**INSTRUCTIONS FOR THE TASK:**
Summarize the text below, on MRI scan settings, in two sentences.

**TEXT:**

A gradient recalled echo (GRE) localizer scan (echo time (TE)/repetition time (TR) = 2.1/24.6 ms, flip angle = 30°, field of view (FOV) = 80×80 mm2, 256×128 matrix, three 5-mm slices per plane, scan time = 47 s) was used to position the animals in the scanner and for graphical prescription of the fast spin-echo (FSE). Dual-echo, FSE images were acquired in the axial plane (coronal to the magnet system bore; TE1/TE2/TR = 11.3/56.7/7000 ms, FOV = 60×60 mm2, 256x256 matrix, echo train length of 8, or 26 contiguous slices, 0.7mm thick). The FSE data were used for the prescription of the DTI acquisition sequence.

The RF and gradient scheme of the implemented DTI echo-planar pulse sequence (FOV = 32×32 mm2, TE/TR = 32.8/2000 ms) was previously published [44]. Multi-slice data were acquired in axial orientation (magnet coronal) at in-plane resolution of 0.5 mm and through-plane resolution 0.7 mm, with and without diffusion weighting. A partial k-space acquisition scheme (nread = 64, nphase = 48) was applied to reduce TE. Frequency encoding direction was left to right. Data were acquired with a readout bandwidth of ±200 kHz (Gread = 147 mT/m) and an echo spacing of 0.544 ms for a total readout duration of 26.1 ms. Symmetric diffusion-weighting gradients were applied with a b-value = 1464 s/mm2 in 6 noncollinear directions (+x+y, +y+z, +x+z, -x+y, -y+z, +x-z); the same 6 directions with opposite polarity were acquired to compensate for the cross-terms caused by both imaging and crusher gradients [45]. Six directions are the minimum needed to define the diffusion tensor, and we chose to enhance single-shot signal-to-noise ratios with multiple averages of the same direction rather than using more directions with fewer averages. Crusher gradients to dephase transverse magnetization resulting from imperfect refocusing pulses were applied in all 3 directions immediately before and after the 180° pulse. Frequency-selective lipid suppression and outer-volume suppression modules preceded the imaging sequence. Saturation bands were placed around the FOV. Six averages per acquisition were collected with the positive and negative polarity gradient scheme and repeated 12 times for a total DTI acquisition time of 45 min.

(Extracted records)
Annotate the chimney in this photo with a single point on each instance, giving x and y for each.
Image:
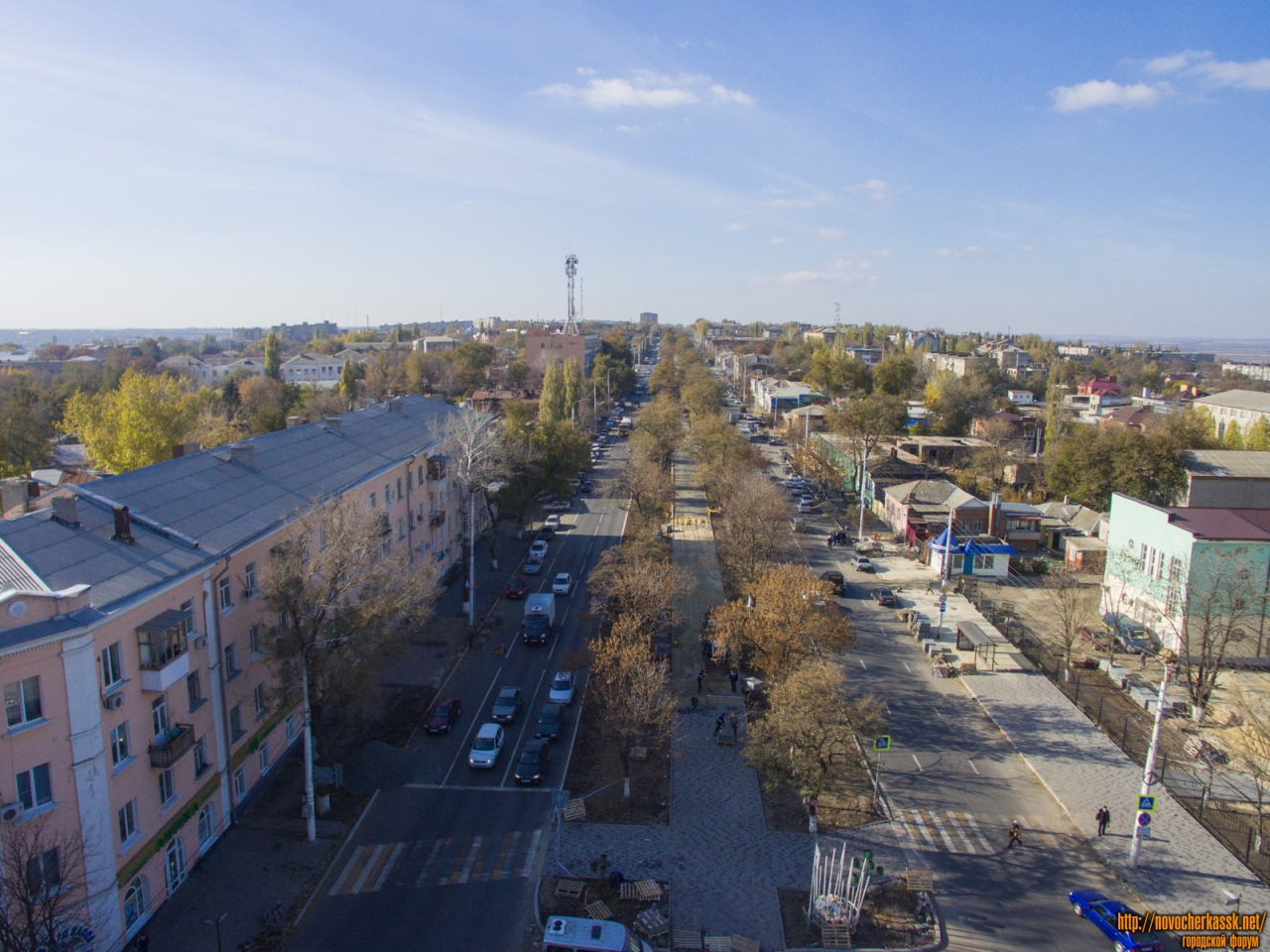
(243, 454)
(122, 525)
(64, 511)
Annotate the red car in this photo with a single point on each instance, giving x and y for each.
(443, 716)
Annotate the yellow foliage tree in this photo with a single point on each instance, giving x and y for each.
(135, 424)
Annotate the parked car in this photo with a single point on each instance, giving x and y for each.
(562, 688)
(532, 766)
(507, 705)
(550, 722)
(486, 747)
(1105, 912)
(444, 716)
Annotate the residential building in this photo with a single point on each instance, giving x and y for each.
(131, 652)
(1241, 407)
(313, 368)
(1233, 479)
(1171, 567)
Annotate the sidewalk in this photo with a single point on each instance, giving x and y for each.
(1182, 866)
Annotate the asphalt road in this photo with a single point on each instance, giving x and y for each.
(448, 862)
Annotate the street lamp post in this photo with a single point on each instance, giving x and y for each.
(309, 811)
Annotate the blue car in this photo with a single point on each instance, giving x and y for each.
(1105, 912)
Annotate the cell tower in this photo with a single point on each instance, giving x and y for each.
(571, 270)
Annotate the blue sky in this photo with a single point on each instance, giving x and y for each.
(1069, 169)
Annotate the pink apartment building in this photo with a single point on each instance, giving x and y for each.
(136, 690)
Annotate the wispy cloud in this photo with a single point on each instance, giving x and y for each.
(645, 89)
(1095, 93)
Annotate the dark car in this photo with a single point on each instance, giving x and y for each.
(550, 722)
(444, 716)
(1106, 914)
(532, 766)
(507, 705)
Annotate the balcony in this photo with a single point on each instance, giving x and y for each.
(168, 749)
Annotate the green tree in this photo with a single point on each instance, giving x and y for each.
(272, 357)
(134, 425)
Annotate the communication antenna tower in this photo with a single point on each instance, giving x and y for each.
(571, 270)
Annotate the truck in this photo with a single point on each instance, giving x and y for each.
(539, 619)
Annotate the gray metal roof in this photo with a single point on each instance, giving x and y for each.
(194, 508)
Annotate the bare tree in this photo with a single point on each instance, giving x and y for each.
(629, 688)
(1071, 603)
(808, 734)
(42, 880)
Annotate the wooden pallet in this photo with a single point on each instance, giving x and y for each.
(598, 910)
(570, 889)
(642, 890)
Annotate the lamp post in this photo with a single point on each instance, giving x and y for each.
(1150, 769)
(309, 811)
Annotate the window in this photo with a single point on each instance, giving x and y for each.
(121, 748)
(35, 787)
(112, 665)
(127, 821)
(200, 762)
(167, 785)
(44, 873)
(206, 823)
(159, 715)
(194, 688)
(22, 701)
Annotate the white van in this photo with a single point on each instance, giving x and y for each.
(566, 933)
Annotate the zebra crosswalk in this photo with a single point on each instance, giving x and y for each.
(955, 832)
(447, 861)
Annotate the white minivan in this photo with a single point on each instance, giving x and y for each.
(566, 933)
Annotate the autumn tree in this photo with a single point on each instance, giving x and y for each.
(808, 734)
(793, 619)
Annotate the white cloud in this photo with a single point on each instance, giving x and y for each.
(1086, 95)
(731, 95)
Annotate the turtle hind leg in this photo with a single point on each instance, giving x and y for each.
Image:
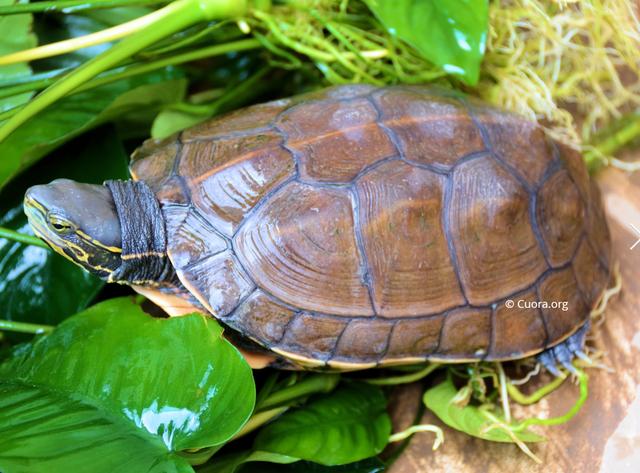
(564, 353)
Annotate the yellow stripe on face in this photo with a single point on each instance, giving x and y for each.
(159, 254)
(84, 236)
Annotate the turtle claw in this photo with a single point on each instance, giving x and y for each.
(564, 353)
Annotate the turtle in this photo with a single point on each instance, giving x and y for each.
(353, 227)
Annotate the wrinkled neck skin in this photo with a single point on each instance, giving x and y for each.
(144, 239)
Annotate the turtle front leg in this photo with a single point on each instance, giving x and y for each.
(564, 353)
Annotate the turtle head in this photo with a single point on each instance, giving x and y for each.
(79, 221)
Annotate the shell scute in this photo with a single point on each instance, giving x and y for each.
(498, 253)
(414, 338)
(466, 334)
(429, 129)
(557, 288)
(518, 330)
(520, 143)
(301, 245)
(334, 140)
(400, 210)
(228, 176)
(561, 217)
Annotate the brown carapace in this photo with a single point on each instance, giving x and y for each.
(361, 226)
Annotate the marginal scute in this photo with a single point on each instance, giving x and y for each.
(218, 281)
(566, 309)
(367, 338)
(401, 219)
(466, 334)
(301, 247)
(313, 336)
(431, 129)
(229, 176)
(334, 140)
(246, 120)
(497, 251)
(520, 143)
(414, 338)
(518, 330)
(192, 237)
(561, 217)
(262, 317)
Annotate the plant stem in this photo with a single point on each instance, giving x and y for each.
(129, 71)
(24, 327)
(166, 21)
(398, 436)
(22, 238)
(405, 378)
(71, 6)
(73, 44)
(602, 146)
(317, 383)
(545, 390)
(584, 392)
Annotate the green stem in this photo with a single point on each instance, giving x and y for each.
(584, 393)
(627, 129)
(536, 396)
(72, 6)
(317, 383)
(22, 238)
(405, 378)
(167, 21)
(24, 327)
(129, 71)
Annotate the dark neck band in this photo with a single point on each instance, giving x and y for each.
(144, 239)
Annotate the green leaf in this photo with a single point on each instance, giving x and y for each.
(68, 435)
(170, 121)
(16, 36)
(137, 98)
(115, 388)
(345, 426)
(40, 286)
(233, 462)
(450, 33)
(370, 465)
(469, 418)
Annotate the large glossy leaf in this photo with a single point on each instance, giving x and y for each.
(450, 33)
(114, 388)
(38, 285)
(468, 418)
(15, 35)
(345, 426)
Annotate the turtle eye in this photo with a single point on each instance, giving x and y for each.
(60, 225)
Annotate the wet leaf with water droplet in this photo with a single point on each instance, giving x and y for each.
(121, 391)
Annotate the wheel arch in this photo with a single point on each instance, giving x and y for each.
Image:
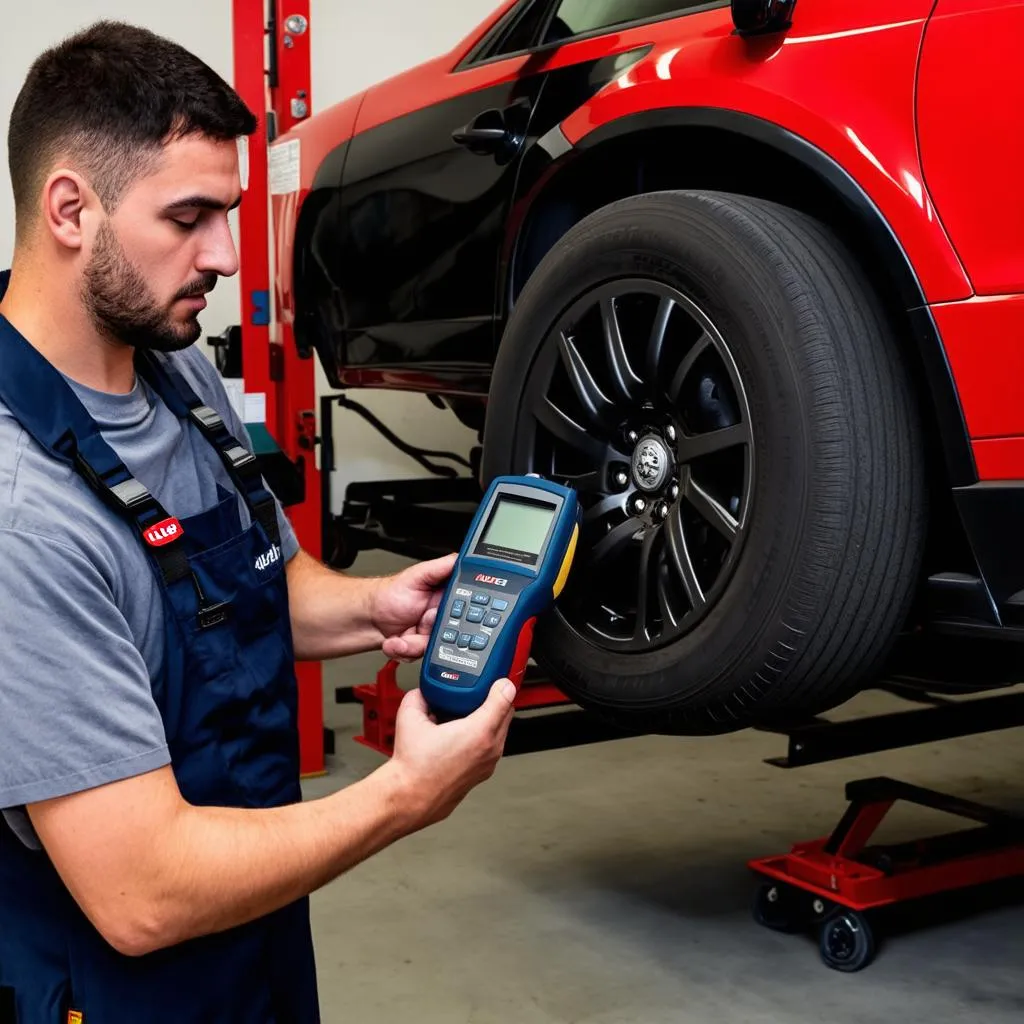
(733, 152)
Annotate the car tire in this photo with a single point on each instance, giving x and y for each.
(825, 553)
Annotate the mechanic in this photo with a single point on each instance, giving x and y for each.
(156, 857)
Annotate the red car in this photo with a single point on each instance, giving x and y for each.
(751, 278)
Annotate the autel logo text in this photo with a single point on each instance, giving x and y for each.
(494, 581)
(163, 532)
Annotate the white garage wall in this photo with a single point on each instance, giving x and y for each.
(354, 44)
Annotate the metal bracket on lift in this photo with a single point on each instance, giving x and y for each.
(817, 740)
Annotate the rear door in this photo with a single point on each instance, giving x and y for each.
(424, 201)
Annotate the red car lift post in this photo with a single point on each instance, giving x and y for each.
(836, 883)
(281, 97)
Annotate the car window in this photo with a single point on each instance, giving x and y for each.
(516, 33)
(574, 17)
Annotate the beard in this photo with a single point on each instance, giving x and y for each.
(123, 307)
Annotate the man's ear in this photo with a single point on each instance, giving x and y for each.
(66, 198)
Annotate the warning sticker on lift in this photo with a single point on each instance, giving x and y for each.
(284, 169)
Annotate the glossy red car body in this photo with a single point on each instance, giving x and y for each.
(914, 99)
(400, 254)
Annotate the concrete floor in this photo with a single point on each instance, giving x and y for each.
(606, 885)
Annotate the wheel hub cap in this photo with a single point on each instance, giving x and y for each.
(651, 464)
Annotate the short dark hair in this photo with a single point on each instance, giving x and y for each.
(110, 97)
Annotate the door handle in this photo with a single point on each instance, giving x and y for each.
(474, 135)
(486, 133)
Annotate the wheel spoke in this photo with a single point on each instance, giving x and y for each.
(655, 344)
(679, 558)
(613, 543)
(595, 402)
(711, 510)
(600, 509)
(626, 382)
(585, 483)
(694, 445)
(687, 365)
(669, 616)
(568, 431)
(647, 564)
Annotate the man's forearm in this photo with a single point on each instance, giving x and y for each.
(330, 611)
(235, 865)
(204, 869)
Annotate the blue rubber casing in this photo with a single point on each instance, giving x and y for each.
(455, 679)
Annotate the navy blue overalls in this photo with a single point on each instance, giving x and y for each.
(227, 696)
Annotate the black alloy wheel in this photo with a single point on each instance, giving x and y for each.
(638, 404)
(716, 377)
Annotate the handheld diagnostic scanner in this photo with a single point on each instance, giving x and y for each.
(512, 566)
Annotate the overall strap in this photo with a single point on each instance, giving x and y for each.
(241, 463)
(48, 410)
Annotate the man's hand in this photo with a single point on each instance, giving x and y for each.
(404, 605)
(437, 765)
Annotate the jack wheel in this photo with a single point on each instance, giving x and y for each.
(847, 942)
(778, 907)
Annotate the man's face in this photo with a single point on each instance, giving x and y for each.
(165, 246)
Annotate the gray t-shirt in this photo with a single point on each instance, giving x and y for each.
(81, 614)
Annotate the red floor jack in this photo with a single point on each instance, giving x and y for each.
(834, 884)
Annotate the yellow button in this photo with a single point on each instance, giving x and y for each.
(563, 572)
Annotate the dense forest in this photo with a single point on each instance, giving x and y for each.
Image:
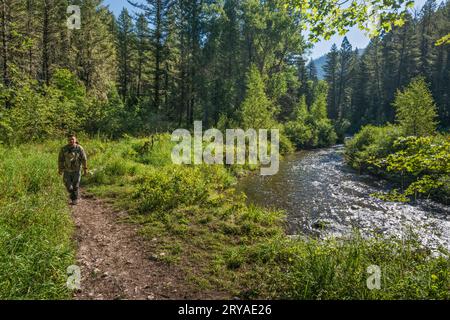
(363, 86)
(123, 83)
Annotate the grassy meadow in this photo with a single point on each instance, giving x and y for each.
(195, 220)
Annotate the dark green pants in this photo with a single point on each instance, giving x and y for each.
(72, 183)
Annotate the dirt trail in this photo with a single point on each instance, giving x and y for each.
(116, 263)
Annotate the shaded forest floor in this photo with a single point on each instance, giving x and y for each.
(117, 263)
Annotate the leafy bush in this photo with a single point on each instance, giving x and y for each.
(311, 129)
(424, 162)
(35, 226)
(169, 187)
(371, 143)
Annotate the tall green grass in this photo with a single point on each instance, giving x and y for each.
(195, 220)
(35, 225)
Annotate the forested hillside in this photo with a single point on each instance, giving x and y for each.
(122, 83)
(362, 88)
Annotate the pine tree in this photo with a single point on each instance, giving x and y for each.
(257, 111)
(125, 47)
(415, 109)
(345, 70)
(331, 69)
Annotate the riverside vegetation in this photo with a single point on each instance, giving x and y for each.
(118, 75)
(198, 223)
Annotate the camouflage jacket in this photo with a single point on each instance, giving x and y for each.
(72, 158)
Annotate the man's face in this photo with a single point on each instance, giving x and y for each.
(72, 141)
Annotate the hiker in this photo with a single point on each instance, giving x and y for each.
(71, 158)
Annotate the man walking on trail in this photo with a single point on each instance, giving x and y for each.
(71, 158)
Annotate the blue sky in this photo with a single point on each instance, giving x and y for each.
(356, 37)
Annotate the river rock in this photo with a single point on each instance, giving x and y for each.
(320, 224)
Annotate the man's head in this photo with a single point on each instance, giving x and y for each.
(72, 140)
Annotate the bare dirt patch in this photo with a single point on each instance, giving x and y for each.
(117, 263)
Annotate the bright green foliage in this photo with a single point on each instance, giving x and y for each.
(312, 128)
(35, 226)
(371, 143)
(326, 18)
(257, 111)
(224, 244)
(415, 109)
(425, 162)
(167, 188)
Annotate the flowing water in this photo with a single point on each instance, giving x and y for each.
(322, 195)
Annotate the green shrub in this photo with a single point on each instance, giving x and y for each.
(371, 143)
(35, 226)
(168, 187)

**WRITTEN ANSWER:**
A gradient recalled echo localizer scan was used to position the animals and to prescribe dual-echo fast spin-echo images, and those images in turn were used to prescribe the DTI acquisition. DTI echo-planar data were acquired axially with diffusion weighting at a b-value of 1464 s/mm2 in 6 noncollinear directions and their opposite polarities, with six averages per acquisition repeated 12 times for a total DTI acquisition time of 45 min.